AIM OF THE TASK: Pictures in the data must not be copied, but everything else should be output exactly.

START THE RECORDS

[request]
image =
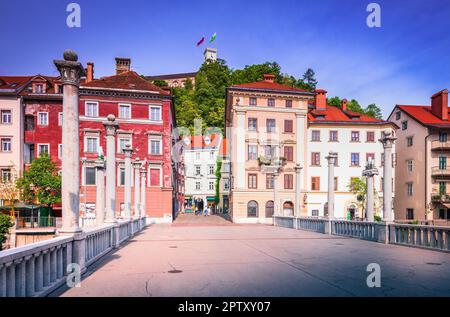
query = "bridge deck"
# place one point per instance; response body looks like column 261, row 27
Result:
column 186, row 259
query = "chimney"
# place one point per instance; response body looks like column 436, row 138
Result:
column 439, row 104
column 269, row 78
column 122, row 65
column 344, row 104
column 321, row 99
column 90, row 72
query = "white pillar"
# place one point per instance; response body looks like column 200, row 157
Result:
column 387, row 140
column 111, row 126
column 128, row 175
column 100, row 195
column 137, row 186
column 71, row 70
column 143, row 210
column 331, row 163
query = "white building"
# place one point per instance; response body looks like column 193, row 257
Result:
column 200, row 162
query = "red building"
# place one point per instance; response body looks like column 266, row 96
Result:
column 146, row 118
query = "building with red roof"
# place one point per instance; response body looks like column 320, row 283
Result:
column 423, row 154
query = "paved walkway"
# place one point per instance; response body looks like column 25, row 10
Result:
column 258, row 260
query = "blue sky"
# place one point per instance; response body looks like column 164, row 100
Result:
column 403, row 62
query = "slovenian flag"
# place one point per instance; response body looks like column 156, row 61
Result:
column 213, row 37
column 201, row 41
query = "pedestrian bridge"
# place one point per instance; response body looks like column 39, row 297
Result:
column 208, row 256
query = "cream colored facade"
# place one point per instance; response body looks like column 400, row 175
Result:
column 246, row 170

END THE RECORDS

WRITTEN SOLUTION:
[request]
image =
query = "bridge deck"
# place one point per instance; response body looks like column 261, row 27
Result:
column 186, row 259
query = "chimney"
# place one point per instance; response body looks like column 436, row 138
Result:
column 439, row 104
column 269, row 78
column 122, row 65
column 344, row 104
column 321, row 99
column 90, row 72
query = "white pillar"
# place one point per instance; response body looks like column 200, row 157
Result:
column 387, row 140
column 111, row 126
column 128, row 175
column 100, row 195
column 137, row 186
column 71, row 70
column 143, row 210
column 331, row 163
query = "white building"
# place one point per instance; response body looks like column 193, row 257
Result:
column 200, row 162
query = "red building"
# place one point per instance; response body looks like column 266, row 96
Result:
column 146, row 118
query = "building with red roof"
# place one point per instance; response body looks like column 320, row 283
Result:
column 423, row 154
query = "paved walkway"
# place one point per instance; response body looks like column 25, row 10
Result:
column 258, row 260
query = "blue sky"
# place one point per instance; response body looks like column 164, row 100
Result:
column 403, row 62
query = "slovenian flag"
# place one point per instance; response body looks like column 156, row 61
Result:
column 213, row 37
column 201, row 41
query = "pedestrian bridge"
# place one point per instance; response body looks like column 39, row 297
Result:
column 208, row 256
query = "cream colored facade"
# place one point per instance; response body looks like column 400, row 175
Result:
column 246, row 170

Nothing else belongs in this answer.